Stored entries:
===============

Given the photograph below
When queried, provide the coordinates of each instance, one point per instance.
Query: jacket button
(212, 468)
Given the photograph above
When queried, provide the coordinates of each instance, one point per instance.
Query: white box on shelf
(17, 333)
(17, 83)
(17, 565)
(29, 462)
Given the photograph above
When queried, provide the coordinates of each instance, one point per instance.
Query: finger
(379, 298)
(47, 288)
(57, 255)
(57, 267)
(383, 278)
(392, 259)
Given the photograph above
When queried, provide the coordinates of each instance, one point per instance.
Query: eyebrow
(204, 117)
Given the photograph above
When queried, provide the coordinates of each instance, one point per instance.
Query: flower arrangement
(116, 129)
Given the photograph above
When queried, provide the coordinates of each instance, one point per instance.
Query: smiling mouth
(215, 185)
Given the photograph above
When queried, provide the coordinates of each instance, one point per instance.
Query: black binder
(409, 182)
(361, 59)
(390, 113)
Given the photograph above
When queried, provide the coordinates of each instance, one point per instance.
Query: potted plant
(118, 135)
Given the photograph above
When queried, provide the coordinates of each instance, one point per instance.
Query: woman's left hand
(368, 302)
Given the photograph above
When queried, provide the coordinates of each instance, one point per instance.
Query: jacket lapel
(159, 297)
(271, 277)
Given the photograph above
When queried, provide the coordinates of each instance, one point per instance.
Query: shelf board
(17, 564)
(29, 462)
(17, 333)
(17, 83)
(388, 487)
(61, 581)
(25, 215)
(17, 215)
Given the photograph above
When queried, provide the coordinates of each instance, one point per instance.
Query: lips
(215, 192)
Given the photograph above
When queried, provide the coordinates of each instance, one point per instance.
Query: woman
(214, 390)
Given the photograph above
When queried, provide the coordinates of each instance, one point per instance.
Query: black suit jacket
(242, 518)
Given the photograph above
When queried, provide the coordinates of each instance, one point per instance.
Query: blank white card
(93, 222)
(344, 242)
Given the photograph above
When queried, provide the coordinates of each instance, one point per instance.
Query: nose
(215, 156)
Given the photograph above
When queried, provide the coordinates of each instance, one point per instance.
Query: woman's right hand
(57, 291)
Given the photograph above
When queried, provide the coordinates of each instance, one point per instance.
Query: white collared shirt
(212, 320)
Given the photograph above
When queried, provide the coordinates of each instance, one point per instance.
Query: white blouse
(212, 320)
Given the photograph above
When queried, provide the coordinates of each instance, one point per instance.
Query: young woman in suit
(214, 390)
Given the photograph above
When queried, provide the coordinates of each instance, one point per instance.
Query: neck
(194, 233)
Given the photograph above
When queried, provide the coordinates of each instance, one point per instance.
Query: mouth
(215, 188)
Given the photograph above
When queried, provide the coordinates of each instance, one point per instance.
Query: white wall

===============

Work item:
Your task is to give back every record exactly.

Problem solution:
Given the photograph below
When queried, provide the coordinates of each instance, one point per instance.
Query: jacket button
(212, 468)
Given the photograph above
When queried, provide the coordinates of each instance, one point per instance.
Query: white box on shelf
(17, 333)
(17, 83)
(17, 565)
(29, 462)
Given the photograph above
When queried, provide the coordinates of each instance, one point per instance.
Query: finger
(379, 298)
(47, 288)
(57, 255)
(57, 267)
(383, 278)
(392, 259)
Given the photograph above
When queried, provide the coordinates of each instance, one point per instance.
Query: eyebrow
(204, 117)
Given the photograph above
When queried, provide the coordinates of each instance, one point per instance.
Query: flower arrangement
(116, 129)
Given the photograph above
When queried, provide the coordinates of each instance, one point per instance.
Query: smiling mouth
(215, 185)
Given the photograph above
When queried, provide the coordinates of each instance, one point per instance.
Query: black binder
(409, 182)
(361, 59)
(390, 113)
Given the photograph above
When queried, provide the coordinates of each instance, one point per instance.
Query: potted plant
(118, 135)
Given the photograph above
When queried, provide the coordinates of each instance, one point per instance.
Query: woman's left hand
(368, 302)
Given the photograph above
When queried, provide the coordinates of each instance, one point per instance.
Query: jacket lapel
(159, 297)
(271, 277)
Given the photograph above
When queried, provide the coordinates of each instance, one point per instance.
Query: shelf board
(17, 564)
(29, 462)
(17, 333)
(17, 83)
(388, 487)
(61, 581)
(25, 215)
(17, 215)
Given the photograph above
When queried, provide the coordinates of each instance, one point per instance.
Query: lips
(215, 192)
Given the photograph above
When queried, provide the coordinates of each instance, one point per instance.
Query: woman
(214, 390)
Given the photograph above
When queried, provide the coordinates of each instance, one point per instance.
Query: black suit jacket
(242, 518)
Given the photograph above
When queried, provide the coordinates of each instance, one point per instance.
Query: blank white card
(93, 222)
(344, 242)
Given the photograph above
When queried, provide the coordinates of each instance, one point per instance.
Query: nose
(215, 156)
Given the photograph above
When queried, provide the coordinates of each instance, one point per instance.
Query: woman's right hand
(57, 291)
Given the photograph above
When queried, provide the coordinates of each instance, one point per instance.
Query: white collared shirt
(212, 320)
Given the photograph above
When queried, provide the coordinates of each instance, one point per instance.
Query: white blouse
(212, 320)
Given the photograph above
When queried, provide the coordinates of each instance, one point per instance.
Query: young woman in suit
(214, 390)
Given the photograph above
When queried, provide the coordinates of each instance, one point per instance.
Query: neck
(194, 233)
Given the photograph above
When queried, provide the coordinates of each instance, one point per instance.
Query: mouth
(215, 188)
Given the photograph above
When queried, provide the coordinates of each instance, one point per instance.
Query: white wall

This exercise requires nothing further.